** Begin TASK MATERIAL **

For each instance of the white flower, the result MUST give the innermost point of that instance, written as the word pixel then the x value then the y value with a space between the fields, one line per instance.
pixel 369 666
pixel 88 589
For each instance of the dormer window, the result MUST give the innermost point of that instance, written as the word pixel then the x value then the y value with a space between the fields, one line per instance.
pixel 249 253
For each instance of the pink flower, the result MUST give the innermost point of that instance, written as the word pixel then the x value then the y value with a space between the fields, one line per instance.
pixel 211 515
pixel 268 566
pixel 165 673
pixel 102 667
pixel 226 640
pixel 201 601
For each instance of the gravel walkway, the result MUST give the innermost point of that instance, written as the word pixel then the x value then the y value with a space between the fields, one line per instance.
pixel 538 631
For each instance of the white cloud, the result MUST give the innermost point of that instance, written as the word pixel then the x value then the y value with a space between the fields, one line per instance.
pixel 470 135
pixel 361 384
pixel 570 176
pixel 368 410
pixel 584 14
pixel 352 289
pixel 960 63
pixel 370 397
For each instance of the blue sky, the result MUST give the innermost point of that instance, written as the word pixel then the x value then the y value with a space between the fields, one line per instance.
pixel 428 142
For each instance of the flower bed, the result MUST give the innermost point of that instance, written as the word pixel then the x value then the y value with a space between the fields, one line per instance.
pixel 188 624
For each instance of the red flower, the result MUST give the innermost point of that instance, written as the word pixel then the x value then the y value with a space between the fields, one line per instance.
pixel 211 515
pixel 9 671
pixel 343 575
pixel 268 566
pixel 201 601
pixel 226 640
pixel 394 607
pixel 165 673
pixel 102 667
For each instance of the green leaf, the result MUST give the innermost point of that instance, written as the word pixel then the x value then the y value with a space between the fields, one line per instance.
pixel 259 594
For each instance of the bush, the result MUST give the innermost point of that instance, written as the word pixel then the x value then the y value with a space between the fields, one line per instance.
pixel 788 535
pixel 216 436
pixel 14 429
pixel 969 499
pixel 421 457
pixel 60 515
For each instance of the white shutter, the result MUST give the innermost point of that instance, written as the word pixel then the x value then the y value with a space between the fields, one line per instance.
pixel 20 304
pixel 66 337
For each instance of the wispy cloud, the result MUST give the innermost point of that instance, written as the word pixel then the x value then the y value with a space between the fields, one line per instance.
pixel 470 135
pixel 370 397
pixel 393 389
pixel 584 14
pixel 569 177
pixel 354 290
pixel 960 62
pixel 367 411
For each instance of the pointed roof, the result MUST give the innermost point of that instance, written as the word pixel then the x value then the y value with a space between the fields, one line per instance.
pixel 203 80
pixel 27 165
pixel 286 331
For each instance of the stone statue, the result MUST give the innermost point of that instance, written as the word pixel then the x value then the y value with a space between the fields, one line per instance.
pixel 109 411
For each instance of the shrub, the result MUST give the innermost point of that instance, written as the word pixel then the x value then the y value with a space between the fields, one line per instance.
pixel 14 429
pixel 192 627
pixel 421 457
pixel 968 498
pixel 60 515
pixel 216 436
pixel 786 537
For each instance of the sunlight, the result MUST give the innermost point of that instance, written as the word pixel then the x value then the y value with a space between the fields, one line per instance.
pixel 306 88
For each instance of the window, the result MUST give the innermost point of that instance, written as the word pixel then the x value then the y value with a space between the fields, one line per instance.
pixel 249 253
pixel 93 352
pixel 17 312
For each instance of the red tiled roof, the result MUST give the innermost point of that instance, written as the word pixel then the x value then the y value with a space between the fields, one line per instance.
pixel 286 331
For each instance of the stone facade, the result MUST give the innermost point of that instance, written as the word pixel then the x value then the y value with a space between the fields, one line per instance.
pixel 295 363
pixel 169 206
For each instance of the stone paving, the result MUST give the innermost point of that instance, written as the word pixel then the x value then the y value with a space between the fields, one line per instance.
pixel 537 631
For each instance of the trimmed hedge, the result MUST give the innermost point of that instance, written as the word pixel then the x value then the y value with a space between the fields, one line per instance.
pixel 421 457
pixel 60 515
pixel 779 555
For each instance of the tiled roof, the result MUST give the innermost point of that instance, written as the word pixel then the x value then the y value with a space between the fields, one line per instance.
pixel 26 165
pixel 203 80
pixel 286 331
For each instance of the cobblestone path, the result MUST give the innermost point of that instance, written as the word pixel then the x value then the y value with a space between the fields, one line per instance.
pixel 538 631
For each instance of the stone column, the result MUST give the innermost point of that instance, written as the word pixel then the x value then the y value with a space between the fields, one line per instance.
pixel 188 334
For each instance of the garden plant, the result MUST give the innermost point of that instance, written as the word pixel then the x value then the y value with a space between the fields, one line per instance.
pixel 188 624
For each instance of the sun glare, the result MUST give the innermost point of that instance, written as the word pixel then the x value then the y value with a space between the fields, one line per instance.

** End TASK MATERIAL **

» **INSTRUCTIONS TO FOLLOW**: Rewrite all the entries above as a numbered list with no blank lines.

» **REPLY TO THE EXERCISE**:
1. For each instance of the white flower, the result MUST give the innermost point of that instance, written as the word pixel then the x value then the y value with a space between the fields, one line per instance.
2. pixel 369 666
3. pixel 88 589
4. For each instance of the dormer window, the result MUST give the innermost point of that instance, written as the word pixel then the x value then the y value with a space between the fields, one line per instance.
5. pixel 249 253
6. For each instance of the pink flower, the result MUST give the innermost point of that instance, written as the word pixel then the x value then the y value with a space between the fields, one line per instance.
7. pixel 211 515
8. pixel 268 566
9. pixel 165 673
10. pixel 102 667
11. pixel 226 640
12. pixel 201 601
13. For each instance of the gravel walkway, the result MUST give the innermost point of that instance, written as the word pixel then the x value then the y value with a space between the fields, one line per instance.
14. pixel 538 631
15. For each instance of the white cloud, the result MUST give the innermost point of that instance, written as the word pixel then the x value then the y value with a space between the fields, one line per instance.
16. pixel 470 135
17. pixel 361 384
18. pixel 570 176
19. pixel 368 410
20. pixel 584 14
21. pixel 352 289
22. pixel 960 63
23. pixel 370 397
24. For each instance of the blue sky, the result MUST give the innermost point of that instance, written as the word pixel then the x value then the y value with a space between the fields, one line per instance.
25. pixel 428 142
26. For each instance of the flower bed, the result MUST give the innermost point of that instance, written as the word pixel then the x value then the y value with a space between the fields, one line per instance.
27. pixel 188 624
28. For each instance of the red flower, the result MUST give the innermost point of that instance, written as the word pixel then the x value then the y value with a space between the fields, one line per instance.
29. pixel 211 515
30. pixel 9 671
31. pixel 343 575
32. pixel 268 566
33. pixel 201 601
34. pixel 226 640
35. pixel 394 607
36. pixel 165 673
37. pixel 102 667
38. For each instance of the green leaf, the result MUST give the innermost point of that instance, written as the word pixel then the x value then the y value with a space between the fields, one line per instance.
39. pixel 259 594
40. For each instance of the bush, the result MUST give the innermost point of that instance, written as the word pixel then the x value then the y value with a space between the fields, one line per instance.
41. pixel 788 535
42. pixel 216 436
43. pixel 14 429
44. pixel 969 499
45. pixel 421 457
46. pixel 60 515
47. For each instance of the white shutter, the result MUST give the innermost point of that instance, written as the word pixel then the x value then the y value with a space between the fields, one line per instance.
48. pixel 20 304
49. pixel 66 337
50. For each instance of the wispy cloud, the result MUST give the innermost point of that instance, written as the word pixel then the x value then the y value with a space between the fields, one line per instance.
51. pixel 470 135
52. pixel 370 397
53. pixel 393 389
54. pixel 584 14
55. pixel 569 177
56. pixel 354 290
57. pixel 960 62
58. pixel 367 411
59. For each instance of the pointed roof, the result MUST give the innermost point of that instance, written as the word pixel then the x value then the y value with a space between the fields, one line per instance.
60. pixel 203 80
61. pixel 27 165
62. pixel 286 331
63. For each instance of the stone statue, the result MUST give the innermost point of that instance, written as the word pixel then the x value then the y value with a space between the fields, one line per instance.
64. pixel 109 411
65. For each instance of the shrub, the result MUST give the innermost point of that instance, written as the word pixel then the x value then the y value with a space between the fields, one line per instance.
66. pixel 14 429
67. pixel 192 627
68. pixel 421 457
69. pixel 968 498
70. pixel 60 515
71. pixel 216 436
72. pixel 786 537
73. For each instance of the sunlight, the result MUST give the innermost point of that instance, written as the word pixel then the x value then the y value with a space between the fields, one line per instance.
74. pixel 306 88
75. For each instance of the window, the result MUST give the innermost point of that instance, written as the word pixel then the x value then the y value with a space between the fields, one line per instance.
76. pixel 249 253
77. pixel 93 352
78. pixel 17 312
79. For each instance of the red tiled roof, the result MUST give the innermost point of that instance, written as the word pixel then the x value then the y value with a space between the fields, one line per instance.
80. pixel 286 331
81. For each instance of the stone facade, the result MUST give the innermost point of that instance, written as the word pixel then the x value then the y value with a space between the fields, one line per instance.
82. pixel 295 363
83. pixel 169 206
84. For each instance of the stone paving, the result MUST give the innermost point of that instance, written as the word pixel then the x value then the y value with a space between the fields, one line per instance.
85. pixel 537 631
86. For each instance of the trimmed hedge, the result MUST give the innermost point of that instance, written as the word pixel then the x value then the y value with a space between the fields, one line per instance.
87. pixel 421 457
88. pixel 60 515
89. pixel 779 555
90. For each instance of the tiled roof, the result MUST give the innermost point of that instance, written as the word pixel then the x value then the y value with a space between the fields, one line per instance.
91. pixel 26 165
92. pixel 203 80
93. pixel 286 331
94. For each instance of the cobblestone path, the result MUST give the innermost point of that instance, written as the word pixel then the x value then the y value with a space between the fields, one line per instance.
95. pixel 538 631
96. For each instance of the stone column, the result MUST give the innermost point of that instance, written as the word pixel then the x value then the y value with a space between the fields, one line per instance.
97. pixel 188 334
98. For each instance of the garden plant, the result MUST give the innermost point of that instance, written as the word pixel then the x value then the y value with a space between the fields, one line per instance.
99. pixel 188 624
100. For each instance of the sun glare, the result MUST give the innermost point of that instance, written as the word pixel then the x value then the y value with a space between the fields, one line per instance.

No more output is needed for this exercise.